▸ **ПОКАЗАННЫЙ ОТРЫВОК**
━━━━━━━━━━━━━━━━━━━━━━━━━━━━━━
Открывало дискуссию в 38-м номере интервью Юрия Штерна главному редактору журнала Двадцать два Рафаилу Нудельману. Штерн говорил от имени Центра информации о положении советских евреев, группы давления, способствовавшей перелому в отношении израильского общественного мнения — в пользу советских евреев. Чуть не в первых словах Штерн отмечает: «Есть уникальные люди, вроде Эдуарда Усоскина, который один работает как целая организация», но «наш успех» — прямое следствие убеждения Центра, «что единственный шанс на спасение советских евреев связан с изменением обстановки в Израиле». Для изменения обстановки Центр прибегал к демократическим рычагам: через общество оказывал давление на правительство. И преуспел. В правительстве Бегина пункт о репатриации стоял на 22-м месте, в правительстве Переса (заступившем 13 сентября 1984 года) — на четвертом. Штерн не приписывал этот успех целиком Центру информации; он вообще скромен и осторожен; если сгущает краски, то лишь говоря о предпогромной атмосфере в России… — но разве и сам я не с тем же ощущением выехал?
Весь смысл слов Штерна был мне по душе, весь его стиль. Он, среди прочего, вспомнил слова Бердяева: никто не выиграл от революции больше евреев — но никто в итоге не проиграет от нее больше евреев. На себя Штерн умел взглянуть честно:
Годы антисемитской пропаганды не прошли бесследно. Вот простой пример: в свое время, приехав из Москвы в Одессу, я был просто потрясен, увидев чисто еврейские компании, которые принципиально не включали никого извне; мне это было чуждо и даже неприятно, я считал это проявлением какого-то расизма. А сегодня такая ситуация типична уже и в Москве, и в Ленинграде. Почему? Потому что среда стала более антисемитской…
Совершенно то же и я чувствовал в России… да нет: всё еще продолжал переживать в Израиле. Штерн не скрывает, что для него решение порвать с Россией было «невероятно тяжелым». Он совершенно точно указывает болевую точку: появление мощного движения среди русских интеллектуалов, пассивно отвергавших советскую власть — и вместе с тем не скрывающих своего антисемитизма. Именно эти люди сделали для меня Россию отвратительной. С большевиками и чернью — всё и так было ясно, они в счет не шли.
━━━━━━━━━━━━━━━━━━━━━━━━━━━━━━
▸ **ПЕРЕЧЕНЬ ЗАПИСЕЙ**
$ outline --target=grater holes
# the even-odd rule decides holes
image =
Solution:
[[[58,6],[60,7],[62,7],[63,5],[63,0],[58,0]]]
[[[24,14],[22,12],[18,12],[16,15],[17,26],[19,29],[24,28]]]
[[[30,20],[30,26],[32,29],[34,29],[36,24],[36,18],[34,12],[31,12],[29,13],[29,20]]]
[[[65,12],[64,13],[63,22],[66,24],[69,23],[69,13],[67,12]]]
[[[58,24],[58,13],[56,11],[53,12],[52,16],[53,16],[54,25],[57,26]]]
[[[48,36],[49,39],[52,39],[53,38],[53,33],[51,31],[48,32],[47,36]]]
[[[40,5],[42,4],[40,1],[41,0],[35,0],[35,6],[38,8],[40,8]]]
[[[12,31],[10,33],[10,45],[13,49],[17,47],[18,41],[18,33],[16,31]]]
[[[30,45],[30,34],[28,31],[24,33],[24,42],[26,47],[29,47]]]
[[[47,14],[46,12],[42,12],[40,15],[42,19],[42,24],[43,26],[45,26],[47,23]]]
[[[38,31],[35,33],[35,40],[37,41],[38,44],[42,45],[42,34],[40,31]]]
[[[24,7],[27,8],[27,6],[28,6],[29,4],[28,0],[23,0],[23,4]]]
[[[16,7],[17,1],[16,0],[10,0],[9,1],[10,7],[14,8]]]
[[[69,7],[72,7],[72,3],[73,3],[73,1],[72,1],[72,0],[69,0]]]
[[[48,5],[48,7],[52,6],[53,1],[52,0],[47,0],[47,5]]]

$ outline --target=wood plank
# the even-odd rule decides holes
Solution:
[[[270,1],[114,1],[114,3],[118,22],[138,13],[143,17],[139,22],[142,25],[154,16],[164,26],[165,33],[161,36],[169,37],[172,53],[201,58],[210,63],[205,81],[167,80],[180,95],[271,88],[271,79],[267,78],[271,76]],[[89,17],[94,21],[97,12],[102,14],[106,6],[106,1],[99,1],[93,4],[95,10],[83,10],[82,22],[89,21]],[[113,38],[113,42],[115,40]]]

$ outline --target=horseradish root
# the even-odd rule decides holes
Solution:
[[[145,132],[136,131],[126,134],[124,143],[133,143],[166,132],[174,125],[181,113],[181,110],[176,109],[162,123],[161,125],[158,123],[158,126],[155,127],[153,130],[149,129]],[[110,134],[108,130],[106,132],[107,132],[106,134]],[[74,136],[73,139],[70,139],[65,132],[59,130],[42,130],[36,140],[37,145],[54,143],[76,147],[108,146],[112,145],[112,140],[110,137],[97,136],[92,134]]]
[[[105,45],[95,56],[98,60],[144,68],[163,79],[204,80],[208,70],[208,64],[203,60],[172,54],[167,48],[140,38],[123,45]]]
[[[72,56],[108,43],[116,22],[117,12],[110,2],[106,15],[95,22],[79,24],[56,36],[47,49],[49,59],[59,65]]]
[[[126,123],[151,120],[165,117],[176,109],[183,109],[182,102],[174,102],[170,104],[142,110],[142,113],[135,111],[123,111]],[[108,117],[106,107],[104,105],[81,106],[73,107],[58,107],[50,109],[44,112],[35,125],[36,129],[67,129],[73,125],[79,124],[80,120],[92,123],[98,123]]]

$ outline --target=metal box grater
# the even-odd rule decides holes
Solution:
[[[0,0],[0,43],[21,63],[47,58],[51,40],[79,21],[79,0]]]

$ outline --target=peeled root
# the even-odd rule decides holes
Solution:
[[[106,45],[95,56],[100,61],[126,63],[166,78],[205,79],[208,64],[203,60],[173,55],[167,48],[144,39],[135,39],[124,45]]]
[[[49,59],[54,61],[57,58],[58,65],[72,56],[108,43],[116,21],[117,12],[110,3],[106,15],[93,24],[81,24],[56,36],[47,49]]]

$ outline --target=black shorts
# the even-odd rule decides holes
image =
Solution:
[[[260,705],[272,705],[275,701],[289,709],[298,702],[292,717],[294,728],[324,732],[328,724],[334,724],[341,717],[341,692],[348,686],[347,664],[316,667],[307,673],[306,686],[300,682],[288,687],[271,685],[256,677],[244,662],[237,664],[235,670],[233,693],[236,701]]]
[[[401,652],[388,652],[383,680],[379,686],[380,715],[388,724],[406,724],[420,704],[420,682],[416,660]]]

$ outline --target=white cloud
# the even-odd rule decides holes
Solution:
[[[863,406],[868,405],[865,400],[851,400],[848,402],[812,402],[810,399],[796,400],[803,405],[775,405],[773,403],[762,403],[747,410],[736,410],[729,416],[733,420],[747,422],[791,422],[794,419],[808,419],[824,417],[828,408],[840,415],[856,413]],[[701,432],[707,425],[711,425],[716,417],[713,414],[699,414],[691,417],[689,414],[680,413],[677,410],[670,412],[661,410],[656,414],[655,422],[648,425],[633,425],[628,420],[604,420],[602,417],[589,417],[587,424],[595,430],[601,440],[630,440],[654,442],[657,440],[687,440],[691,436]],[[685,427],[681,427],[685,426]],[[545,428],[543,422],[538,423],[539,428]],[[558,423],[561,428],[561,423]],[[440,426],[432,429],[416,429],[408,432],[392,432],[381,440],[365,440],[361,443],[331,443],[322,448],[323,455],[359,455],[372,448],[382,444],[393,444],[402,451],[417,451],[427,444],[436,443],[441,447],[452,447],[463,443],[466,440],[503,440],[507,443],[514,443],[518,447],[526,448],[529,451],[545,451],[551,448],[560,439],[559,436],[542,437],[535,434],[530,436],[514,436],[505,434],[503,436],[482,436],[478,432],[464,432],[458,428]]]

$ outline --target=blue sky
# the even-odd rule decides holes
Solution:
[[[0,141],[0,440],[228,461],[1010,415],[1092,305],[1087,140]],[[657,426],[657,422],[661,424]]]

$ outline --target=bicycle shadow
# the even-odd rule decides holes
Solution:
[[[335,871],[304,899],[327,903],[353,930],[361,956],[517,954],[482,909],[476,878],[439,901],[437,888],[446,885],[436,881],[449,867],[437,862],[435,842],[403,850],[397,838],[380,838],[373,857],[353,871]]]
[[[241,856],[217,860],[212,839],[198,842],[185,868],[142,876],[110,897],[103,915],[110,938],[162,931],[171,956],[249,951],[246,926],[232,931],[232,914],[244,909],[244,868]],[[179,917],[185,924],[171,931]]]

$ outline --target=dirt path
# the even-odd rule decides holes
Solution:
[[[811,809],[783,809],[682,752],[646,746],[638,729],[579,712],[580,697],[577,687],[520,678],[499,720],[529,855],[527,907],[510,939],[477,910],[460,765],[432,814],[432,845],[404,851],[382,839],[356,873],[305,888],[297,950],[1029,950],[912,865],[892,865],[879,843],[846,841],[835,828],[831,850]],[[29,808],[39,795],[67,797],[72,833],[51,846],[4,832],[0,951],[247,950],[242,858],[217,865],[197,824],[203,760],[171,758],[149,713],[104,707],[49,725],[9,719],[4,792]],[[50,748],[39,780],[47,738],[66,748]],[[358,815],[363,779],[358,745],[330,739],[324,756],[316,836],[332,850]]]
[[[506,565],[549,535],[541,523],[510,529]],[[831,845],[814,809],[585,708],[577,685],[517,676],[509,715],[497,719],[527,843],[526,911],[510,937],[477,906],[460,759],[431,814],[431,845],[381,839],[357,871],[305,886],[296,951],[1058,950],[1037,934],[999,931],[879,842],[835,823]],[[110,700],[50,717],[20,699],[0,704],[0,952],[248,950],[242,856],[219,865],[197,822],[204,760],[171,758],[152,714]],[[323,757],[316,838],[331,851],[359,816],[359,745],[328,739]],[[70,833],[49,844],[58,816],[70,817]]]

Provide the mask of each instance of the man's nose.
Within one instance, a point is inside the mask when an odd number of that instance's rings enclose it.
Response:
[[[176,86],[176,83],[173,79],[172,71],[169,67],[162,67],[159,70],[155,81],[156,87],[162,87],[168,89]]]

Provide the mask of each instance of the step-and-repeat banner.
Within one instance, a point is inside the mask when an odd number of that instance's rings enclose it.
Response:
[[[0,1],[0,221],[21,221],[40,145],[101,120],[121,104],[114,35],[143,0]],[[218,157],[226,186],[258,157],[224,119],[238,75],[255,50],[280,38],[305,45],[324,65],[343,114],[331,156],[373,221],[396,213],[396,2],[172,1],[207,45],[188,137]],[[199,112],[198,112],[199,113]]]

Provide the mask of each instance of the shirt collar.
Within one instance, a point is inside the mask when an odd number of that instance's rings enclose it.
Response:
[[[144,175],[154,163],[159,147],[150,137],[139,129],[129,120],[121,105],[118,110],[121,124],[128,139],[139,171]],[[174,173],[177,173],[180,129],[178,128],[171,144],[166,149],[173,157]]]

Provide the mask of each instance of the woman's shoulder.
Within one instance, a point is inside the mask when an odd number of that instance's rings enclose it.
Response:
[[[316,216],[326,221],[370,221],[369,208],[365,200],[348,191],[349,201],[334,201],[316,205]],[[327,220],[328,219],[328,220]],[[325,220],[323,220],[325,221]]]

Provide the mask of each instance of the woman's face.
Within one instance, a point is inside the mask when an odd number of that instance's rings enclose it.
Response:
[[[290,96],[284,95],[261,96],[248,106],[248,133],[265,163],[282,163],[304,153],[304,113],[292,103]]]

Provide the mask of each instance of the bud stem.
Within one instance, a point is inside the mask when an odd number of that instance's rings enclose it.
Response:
━━━━━━━━━━━━━━━━━━━━━━━━━━━━━━
▸ **ЗАДАНИЯ**
1) На каком месте стоял пункт о репатриации в правительстве Переса, согласно отрывку об интервью Юрия Штерна?
2) Продолжите отрывок об интервью Юрия Штерна, начав сразу после его последнего предложения.
Записи — отдельный материал, с отрывком они не связаны.

▸ **ОТВЕТЫ К УПРАЖНЕНИЮ**
1) На четвертом.

2)
Каким наслаждением было читать заключительную заметку Александра Воронеля к этой дискуссии! Опять, как при чтении Трепета забот иудейских , я видел: мысль Воронеля широка и точна, слог — превосходен. Мыслитель должен быть писателем. Веская ритмическая организация текста, его полнозвучье, соединение живой страсти с мастерством — убедительнее цифр и фактов. За такое всё простишь. Даже то, с чем не согласен. Воронель (сперва, в духе Макиавелли, отделив политику от нравственности) подводит читателя к мысли о безнравственности неширы (отсева ; речь о тех, кто, выехав, не поехал в Израиль). Согласиться с этим я не мог. Как и Штерн, я считал неправильными (даже безнравственными) разговоры о нешире, выставление ее на передний план — уже хотя бы потому, что так поступал Кремль. Жизнь человека коротка; жизнь выросшего в Советском Союзе — погублена. Реализоваться на Западе проще, чем в Израиле. Как сказать вырвавшемуся на свободу: не езжай в Америку, это некрасиво? Может, человеку завтра умирать, а он Войну и мир не успевает закончить или теорему Ферма доказать. Сам я поехал в Израиль из соображений нравственных, свою Войну и мир принес в жертву, — но от других такой жертвы требовать не мог… Воронель был сионистом; я — не был.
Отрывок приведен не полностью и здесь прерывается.